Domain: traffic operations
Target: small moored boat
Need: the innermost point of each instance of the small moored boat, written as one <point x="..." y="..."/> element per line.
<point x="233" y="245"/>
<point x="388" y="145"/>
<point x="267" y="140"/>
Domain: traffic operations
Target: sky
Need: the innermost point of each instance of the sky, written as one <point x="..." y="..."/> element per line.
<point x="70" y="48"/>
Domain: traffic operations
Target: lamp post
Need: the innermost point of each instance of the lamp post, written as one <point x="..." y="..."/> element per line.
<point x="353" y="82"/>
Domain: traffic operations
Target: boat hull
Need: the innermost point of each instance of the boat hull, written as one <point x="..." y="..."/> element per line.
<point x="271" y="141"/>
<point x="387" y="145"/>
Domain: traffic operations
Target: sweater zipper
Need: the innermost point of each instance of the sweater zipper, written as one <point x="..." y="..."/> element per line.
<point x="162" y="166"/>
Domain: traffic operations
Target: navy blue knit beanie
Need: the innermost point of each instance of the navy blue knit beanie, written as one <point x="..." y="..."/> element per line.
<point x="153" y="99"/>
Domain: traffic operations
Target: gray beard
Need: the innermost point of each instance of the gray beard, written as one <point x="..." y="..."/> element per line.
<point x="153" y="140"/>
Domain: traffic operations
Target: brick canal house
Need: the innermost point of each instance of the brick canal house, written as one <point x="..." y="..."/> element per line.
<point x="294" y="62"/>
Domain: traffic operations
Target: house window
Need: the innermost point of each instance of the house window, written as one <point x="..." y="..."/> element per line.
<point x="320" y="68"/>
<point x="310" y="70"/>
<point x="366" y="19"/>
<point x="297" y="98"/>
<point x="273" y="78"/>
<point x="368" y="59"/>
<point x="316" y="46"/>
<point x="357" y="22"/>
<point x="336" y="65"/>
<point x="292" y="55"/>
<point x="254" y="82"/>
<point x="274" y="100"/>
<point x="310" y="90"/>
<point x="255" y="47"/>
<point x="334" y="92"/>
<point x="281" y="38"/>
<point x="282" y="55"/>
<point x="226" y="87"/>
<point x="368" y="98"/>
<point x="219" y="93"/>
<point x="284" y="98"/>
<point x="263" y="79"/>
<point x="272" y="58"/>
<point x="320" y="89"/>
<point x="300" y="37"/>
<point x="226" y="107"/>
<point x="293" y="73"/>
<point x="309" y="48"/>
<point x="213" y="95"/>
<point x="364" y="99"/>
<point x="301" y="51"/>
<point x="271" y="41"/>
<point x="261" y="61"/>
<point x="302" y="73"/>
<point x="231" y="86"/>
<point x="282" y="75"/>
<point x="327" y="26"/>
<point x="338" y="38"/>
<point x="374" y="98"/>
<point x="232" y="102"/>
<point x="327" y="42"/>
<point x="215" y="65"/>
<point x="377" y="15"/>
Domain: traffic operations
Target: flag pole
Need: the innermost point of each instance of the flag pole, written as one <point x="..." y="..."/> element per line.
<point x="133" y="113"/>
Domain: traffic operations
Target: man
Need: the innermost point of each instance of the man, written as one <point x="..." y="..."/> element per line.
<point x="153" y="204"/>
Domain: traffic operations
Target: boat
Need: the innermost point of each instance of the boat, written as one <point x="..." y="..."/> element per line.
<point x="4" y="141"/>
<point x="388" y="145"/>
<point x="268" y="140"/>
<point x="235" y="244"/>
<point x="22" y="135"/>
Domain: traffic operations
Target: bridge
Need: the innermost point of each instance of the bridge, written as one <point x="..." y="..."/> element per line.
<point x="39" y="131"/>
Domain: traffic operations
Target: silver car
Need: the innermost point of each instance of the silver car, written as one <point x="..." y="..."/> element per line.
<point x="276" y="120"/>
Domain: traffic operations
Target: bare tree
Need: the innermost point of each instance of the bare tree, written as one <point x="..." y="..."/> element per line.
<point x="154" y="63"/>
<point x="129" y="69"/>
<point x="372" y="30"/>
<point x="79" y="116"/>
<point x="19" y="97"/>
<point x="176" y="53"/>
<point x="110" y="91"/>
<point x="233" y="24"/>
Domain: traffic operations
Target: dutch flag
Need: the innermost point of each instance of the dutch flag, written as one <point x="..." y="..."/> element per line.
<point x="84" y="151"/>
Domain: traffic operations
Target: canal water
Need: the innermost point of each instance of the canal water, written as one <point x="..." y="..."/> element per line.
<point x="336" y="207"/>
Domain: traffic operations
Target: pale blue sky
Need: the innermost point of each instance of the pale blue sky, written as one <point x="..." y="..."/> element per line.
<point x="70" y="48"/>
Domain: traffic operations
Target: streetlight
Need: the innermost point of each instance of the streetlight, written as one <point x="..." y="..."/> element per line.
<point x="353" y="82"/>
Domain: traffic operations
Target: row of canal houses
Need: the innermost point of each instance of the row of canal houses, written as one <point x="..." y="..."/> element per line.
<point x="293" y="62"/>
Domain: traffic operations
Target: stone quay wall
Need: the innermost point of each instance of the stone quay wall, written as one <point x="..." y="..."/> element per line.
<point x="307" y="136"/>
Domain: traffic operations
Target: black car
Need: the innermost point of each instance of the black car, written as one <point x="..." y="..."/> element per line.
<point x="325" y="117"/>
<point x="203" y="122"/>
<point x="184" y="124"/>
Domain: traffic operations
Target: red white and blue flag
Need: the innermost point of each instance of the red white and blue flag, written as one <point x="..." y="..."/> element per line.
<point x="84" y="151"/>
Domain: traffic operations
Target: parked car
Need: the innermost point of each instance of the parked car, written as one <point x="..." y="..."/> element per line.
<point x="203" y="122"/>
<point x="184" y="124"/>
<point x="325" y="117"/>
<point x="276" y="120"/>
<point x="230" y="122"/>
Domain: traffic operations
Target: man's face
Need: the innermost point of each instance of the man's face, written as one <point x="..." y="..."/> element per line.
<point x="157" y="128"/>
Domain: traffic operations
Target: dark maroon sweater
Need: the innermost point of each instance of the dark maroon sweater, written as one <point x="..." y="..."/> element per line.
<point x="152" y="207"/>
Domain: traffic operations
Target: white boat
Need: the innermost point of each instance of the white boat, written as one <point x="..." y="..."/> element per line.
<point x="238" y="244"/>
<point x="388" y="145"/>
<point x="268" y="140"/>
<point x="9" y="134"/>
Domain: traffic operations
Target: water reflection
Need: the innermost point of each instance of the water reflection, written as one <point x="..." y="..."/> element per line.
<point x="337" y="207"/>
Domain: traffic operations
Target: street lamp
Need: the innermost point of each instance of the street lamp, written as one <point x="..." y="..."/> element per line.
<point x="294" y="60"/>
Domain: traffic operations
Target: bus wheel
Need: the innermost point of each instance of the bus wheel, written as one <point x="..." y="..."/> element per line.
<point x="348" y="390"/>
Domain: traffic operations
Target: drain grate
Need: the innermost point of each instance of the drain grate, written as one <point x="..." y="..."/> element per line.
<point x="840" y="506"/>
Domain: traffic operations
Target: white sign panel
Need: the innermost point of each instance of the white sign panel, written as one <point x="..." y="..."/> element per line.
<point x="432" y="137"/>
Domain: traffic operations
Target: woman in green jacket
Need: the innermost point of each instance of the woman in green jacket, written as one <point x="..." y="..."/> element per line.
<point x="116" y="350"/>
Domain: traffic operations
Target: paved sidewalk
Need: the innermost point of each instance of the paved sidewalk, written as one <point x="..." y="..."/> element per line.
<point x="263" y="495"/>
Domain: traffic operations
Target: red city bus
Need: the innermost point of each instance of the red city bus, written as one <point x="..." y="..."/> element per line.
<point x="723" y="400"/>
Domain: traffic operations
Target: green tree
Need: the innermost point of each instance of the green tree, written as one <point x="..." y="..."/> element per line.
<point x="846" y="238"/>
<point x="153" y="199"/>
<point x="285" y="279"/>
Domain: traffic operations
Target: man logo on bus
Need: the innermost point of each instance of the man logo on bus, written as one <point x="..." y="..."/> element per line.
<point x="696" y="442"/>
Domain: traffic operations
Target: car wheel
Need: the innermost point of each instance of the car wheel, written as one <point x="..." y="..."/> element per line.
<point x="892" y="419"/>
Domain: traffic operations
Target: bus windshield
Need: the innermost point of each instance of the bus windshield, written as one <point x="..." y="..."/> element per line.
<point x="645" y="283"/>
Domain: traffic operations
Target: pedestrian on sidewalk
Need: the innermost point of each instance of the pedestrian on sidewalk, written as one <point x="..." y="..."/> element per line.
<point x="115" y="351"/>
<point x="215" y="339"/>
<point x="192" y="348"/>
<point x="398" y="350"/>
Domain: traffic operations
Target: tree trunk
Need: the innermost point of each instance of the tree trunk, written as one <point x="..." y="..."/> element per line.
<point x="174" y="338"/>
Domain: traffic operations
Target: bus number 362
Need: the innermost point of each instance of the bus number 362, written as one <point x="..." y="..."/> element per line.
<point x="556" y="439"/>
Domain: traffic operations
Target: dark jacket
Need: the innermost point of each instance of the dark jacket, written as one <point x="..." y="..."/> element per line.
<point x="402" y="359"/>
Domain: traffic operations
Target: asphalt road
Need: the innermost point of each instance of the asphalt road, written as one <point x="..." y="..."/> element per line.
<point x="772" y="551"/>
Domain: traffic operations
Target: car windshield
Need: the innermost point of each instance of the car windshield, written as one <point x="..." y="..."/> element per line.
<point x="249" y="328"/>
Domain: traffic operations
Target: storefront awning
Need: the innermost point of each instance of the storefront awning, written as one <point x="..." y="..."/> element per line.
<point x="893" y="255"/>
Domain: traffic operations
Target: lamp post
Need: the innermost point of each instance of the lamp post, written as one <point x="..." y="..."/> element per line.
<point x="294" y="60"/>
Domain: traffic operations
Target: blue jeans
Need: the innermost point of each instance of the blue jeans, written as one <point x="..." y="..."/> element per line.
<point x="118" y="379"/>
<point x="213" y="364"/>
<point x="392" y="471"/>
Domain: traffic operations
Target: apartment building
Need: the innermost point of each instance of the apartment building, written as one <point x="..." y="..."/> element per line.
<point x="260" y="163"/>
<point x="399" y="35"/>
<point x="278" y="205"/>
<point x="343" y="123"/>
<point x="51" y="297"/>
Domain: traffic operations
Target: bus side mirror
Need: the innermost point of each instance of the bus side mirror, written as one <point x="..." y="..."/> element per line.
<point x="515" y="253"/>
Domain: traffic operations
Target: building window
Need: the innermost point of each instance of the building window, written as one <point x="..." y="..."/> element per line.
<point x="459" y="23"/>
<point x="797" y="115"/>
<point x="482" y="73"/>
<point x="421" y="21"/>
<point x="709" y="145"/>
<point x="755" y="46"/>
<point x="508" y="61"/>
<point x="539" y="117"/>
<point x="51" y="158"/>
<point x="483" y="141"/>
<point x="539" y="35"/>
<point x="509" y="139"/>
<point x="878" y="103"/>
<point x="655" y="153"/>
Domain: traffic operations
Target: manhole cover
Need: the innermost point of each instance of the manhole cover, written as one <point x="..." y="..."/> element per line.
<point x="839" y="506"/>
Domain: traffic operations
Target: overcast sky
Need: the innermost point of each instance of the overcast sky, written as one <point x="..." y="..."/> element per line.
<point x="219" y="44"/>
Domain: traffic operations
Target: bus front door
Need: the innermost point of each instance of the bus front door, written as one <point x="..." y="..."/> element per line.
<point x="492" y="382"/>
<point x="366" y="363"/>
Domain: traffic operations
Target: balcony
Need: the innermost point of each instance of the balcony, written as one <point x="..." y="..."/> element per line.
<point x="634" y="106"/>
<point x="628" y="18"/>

+ + +

● Request: List every line of the listing above that contains the word "beanie". Matching is case-sensitive.

● Task result:
Target: navy blue knit beanie
Need: the innermost point of each instance of the navy blue knit beanie, written as one <point x="..." y="..."/> element per line.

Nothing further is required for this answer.